##### Page extract #####

Remember, Ix-Nay on the Allot-Bay Elfie-Say!

  • 16 Comments
  • by: Colorado Pols
This is a crime in Colorado.
This is a crime in Colorado.

Denver DA Mitch Morrissey’s press release today might come as a surprise to voters across Colorado eagerly snapping photos of their completed ballot for this or that candidate, and posting them on social media for posterity:

REMINDER: BALLOT SELFIES ARE ILLEGAL IN COLORADO

Denver District Attorney Mitch Morrissey is reminding voters that there is a state law prohibiting voters from showing their completed ballot to others. This would include posting your completed ballot on social media.

Colorado is one of many states that ban a ballot selfie. The law, found at §1-13-712 in the Colorado Revised Statutes, states that, “No voter shall show his ballot after it is prepared for voting to any person in such a way as to reveal its contents.” It is a misdemeanor violation.

The prohibition on sharing completed ballot results is an effort to guard against potential voter fraud.

The thinking behind making it a crime to show your completed ballot to another person is to prevent voters from selling their votes in any verifiable way. If you can’t legally show someone your completed “secret” ballot, you can’t prove beyond a doubt how you voted. That’s the theory, anyway, though there’s a good argument that this prohibition is a little anachronistic in the age of mail ballots and smartphones.

What say you, Polsters? Have you already broken this law without knowing? Would you like to show your completed ballot to the world for purely honorable reasons? Are you one of these mythical bad guys looking to buy some photo-verified votes?

Actually, on the latter maybe don’t tell us–click here and tell the proper authorities instead.

Comments

16 thoughts on “Remember, Ix-Nay on the Allot-Bay Elfie-Say!

    1. I think since nude dancing has been found to be protected speech, that you can take a selfie with your ballott covering your private parts and fall well within the first amendment.

  1. This law is on the books, but the United States Court of Appeals for the 1st Circuit (Colorado is in the 10th Circuit so it isn’t directly applicable although it is persuasive authority) recently held that a virtually identical law was unconstitutional (via The Volokh Conspiracy):

    From Wednesday’s decision by the U.S. Court of Appeals for the 1st Circuit in Rideout v. Gardner:

    “In 2014, New Hampshire amended a statute meant to avoid vote buying and voter intimidation by newly forbidding citizens from photographing their marked ballots and publicizing such photographs. While the photographs need not show the voter, they often do and are commonly referred to as “ballot selfies.” The statute imposes a fine of up to $1,000 for a violation of the prohibition.”

    The court held this statute violated the First Amendment; whether or not it’s viewed as content-based (and I think it should be), the statute is unconstitutional because it fails even the “intermediate scrutiny” applied to content-neutral speech restrictions:

    “In order to survive intermediate scrutiny, [the statute] must be “narrowly tailored to serve a significant governmental interest.” Though content-neutral laws “‘need not be the least restrictive or least intrusive means of’ serving the government’s interests,” “the government still ‘may not regulate expression in such a manner that a substantial portion of the burden on speech does not serve to advance its goals.'” The statute fails this standard….

##### Data block #####

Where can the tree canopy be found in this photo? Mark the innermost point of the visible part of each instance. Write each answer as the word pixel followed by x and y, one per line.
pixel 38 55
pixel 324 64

#####

Requirements —
• 1. Check each statement against the ballot selfie post above and answer yes or no, quoting the exact words of the post that decide it.
(a) The Colorado ban appears at §1-13-712 of the Colorado Revised Statutes.
(b) Breaking the Colorado ban is a felony.
(c) The New Hampshire statute carries a fine of up to $1,000 for a violation.
• 2. In the ballot selfie post, in what year did New Hampshire amend its statute to forbid photographing marked ballots?
• 3. Please pick up the ballot selfie post right after its final sentence and continue it for a few more sentences.

Response list —
• 1.
(a) Yes: "The law, found at §1-13-712 in the Colorado Revised Statutes"
(b) No: "It is a misdemeanor violation."
(c) Yes: "The statute imposes a fine of up to $1,000 for a violation of the prohibition."

• 2. 2014

• 3.
    Digital photography, the internet, and social media are not unknown quantities — they have been ubiquitous for several election cycles, without being shown to have the effect of furthering vote buying or voter intimidation. As the plaintiffs note, “small cameras” and digital photography “have been in use for at least 15 years,” and New Hampshire cannot identify a single complaint of vote buying or intimidation related to a voter’s publishing a photograph of a marked ballot during that period. Indeed, Secretary Gardner has admitted that New Hampshire has not received any complaints of vote buying or voter intimidation since at least 1976, nor has he pointed to any such incidents since the nineteenth century. “[T]he government’s burden is not met when a ‘State offer[s] no evidence or anecdotes in support of its restriction.'” …

    But even accepting the possibility that ballot selfies will make vote buying and voter coercion easier by providing proof of how the voter actually voted, the statute still fails for lack of narrow tailoring…. At least two different reasons show that New Hampshire has not attempted to tailor its solution to the potential problem it perceives.

    First, the prohibition on ballot selfies reaches and curtails the speech rights of all voters, not just those motivated to cast a particular vote for illegal reasons. New Hampshire does so in the name of trying to prevent a much smaller hypothetical pool of voters who, New Hampshire fears, may try to sell their votes. New Hampshire admits that no such vote-selling market has in fact emerged. And to the extent that the State hypothesizes this will make intimidation of some voters more likely, that is no reason to infringe on the rights of all voters.

    Second, the State has not demonstrated that other state and federal laws prohibiting vote corruption are not already adequate to the justifications it has identified. New Hampshire suggests that it has no criminal statute preventing a voter from selling votes. That can be easily remedied without the far reach of this statute…. The ballot-selfie prohibition is like “burn[ing down] the house to roast the pig.” Butler v. Michigan, 352 U.S. 380, 383 (1957).”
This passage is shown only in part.